**THE PROBLEM:** Copy each line from the data that has the word "church" in it.

**DATA FOR REVIEW:**
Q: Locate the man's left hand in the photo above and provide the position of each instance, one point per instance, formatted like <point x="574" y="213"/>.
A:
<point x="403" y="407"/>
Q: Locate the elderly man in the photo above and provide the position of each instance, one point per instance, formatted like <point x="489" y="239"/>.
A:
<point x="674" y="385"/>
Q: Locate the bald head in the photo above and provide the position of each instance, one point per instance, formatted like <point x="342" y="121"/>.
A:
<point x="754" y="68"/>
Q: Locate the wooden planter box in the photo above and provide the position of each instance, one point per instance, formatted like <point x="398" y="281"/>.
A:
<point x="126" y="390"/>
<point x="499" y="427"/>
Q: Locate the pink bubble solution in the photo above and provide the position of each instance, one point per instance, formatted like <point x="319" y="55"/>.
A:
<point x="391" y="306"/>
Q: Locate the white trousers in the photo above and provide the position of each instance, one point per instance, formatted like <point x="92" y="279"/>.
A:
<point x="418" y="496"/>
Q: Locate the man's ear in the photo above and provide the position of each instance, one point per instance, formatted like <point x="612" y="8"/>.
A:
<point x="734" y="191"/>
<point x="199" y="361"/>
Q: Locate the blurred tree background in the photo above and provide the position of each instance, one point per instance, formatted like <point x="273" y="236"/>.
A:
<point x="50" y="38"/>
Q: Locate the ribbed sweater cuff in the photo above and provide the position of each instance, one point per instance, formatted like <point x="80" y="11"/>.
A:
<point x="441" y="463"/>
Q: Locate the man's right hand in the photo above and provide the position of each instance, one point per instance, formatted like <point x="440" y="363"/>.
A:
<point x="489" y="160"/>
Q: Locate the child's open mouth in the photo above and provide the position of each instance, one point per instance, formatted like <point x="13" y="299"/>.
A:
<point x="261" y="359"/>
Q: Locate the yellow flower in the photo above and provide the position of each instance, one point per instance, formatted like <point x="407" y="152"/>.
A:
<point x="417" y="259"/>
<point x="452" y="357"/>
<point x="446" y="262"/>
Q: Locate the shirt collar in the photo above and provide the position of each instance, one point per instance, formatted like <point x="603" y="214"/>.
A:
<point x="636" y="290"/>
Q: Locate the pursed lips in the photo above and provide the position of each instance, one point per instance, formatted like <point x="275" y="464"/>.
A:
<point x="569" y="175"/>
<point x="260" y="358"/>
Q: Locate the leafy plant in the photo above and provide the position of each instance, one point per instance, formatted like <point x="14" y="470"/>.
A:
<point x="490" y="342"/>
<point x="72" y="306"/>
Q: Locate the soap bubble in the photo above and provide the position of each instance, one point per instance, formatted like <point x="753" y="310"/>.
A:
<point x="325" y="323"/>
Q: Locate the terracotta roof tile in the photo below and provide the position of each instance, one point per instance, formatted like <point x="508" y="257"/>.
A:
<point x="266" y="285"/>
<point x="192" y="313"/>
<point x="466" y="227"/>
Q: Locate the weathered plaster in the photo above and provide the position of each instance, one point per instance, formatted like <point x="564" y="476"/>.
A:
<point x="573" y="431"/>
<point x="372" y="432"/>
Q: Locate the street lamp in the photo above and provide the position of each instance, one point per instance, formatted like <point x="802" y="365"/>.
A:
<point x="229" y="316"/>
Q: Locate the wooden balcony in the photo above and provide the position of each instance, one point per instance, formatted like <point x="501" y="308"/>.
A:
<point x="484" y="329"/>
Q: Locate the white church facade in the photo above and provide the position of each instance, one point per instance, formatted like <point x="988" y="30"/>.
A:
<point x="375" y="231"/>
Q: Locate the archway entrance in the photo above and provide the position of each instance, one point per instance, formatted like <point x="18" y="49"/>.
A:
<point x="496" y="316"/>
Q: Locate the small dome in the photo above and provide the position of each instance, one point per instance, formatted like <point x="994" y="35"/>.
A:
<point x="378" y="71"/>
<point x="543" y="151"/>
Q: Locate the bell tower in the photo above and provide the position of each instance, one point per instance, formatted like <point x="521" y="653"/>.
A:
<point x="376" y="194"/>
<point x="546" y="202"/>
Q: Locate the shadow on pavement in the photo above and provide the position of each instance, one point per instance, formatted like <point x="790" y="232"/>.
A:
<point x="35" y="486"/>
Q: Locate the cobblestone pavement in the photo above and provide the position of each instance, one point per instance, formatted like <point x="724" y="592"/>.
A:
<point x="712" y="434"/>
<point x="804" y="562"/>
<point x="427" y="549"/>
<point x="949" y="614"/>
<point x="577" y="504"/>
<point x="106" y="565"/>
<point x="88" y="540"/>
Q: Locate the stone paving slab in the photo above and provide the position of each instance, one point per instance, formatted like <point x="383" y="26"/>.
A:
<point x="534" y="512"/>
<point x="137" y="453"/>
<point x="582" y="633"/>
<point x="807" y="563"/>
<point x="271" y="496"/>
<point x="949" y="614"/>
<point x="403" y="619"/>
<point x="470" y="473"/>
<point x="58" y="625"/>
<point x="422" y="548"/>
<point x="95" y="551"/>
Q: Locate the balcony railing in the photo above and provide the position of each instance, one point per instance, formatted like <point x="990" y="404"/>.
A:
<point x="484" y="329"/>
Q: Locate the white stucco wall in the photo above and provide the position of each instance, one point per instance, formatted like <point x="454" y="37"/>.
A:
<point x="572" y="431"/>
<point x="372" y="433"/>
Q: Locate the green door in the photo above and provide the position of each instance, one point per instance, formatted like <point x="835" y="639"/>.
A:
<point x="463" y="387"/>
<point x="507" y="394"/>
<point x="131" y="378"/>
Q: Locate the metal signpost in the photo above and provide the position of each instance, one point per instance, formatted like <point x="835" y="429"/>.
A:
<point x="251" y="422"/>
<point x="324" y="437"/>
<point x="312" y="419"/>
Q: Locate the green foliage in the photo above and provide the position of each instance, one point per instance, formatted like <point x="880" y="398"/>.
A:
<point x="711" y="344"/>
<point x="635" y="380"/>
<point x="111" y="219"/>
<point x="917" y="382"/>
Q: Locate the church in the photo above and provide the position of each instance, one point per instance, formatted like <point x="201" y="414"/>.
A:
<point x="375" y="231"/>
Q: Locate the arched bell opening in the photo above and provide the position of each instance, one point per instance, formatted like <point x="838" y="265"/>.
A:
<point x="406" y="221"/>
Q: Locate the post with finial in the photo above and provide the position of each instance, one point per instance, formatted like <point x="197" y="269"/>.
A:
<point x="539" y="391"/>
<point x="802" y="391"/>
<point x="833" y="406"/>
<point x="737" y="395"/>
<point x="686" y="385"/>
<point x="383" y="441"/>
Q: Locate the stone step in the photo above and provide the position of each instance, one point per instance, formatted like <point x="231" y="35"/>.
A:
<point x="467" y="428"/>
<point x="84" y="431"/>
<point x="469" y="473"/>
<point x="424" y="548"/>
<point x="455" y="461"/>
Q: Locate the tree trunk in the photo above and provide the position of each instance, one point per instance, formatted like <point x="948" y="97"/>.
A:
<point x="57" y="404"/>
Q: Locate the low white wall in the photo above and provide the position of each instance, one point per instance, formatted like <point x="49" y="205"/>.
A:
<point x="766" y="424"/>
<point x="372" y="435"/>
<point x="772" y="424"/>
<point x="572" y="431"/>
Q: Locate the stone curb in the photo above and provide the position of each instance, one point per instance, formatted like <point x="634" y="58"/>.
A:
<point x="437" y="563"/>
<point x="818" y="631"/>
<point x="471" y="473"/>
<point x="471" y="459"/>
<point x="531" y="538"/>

**REPLY TO THE EXERCISE:**
Q: Locate the white church facade in the photo above and provide the position of each instance, one point per instance, formatted like <point x="988" y="30"/>.
Q: Locate the church in the photo above and provide the position of each instance, one point per instance, formatted like <point x="201" y="414"/>.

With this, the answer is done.